__Data for this exercise__.
┌──
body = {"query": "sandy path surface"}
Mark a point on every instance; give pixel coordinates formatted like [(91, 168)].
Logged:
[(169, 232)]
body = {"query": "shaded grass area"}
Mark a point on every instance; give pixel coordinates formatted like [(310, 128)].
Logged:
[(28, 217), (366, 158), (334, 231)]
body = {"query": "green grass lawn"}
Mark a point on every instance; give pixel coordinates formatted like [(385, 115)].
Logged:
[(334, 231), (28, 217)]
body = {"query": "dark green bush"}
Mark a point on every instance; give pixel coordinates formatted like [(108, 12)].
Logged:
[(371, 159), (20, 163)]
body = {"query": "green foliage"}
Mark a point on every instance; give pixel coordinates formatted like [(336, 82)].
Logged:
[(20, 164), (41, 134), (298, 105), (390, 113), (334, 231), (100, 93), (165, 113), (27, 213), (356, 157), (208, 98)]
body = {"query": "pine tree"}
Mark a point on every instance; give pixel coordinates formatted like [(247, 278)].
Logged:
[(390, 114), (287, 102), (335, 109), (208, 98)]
└──
Copy every one of the records above word for word, keeping each line as it stands.

body = {"query": "sandy path surface"}
Mark a point on every instance; give pixel coordinates formatted like [(91, 168)].
Logged:
[(169, 232)]
body = {"query": "shaded grass area"}
Mark a point on every instance; give pixel coordinates formatted like [(310, 128)].
Logged:
[(28, 217), (366, 158), (334, 231)]
body = {"query": "green grass lawn"}
Mark a point on every instance; give pixel coordinates formatted like [(385, 115)].
Logged:
[(334, 231), (28, 217)]
body = {"query": "dark green bush"}
Mark a point on every instance; give pixel coordinates formatted like [(108, 12)].
Logged:
[(371, 159), (20, 163)]
body = {"query": "green foliage"}
Mark a point on every instance; give pixel coordinates formatted like [(336, 82)].
Logged:
[(20, 164), (41, 134), (298, 105), (390, 113), (334, 231), (100, 93), (165, 113), (27, 213), (356, 157), (208, 98)]
body = {"query": "pine tree"}
Mark a point on every instance; give pixel coordinates formatted like [(247, 278)].
Logged:
[(390, 114), (287, 102), (335, 109), (208, 98)]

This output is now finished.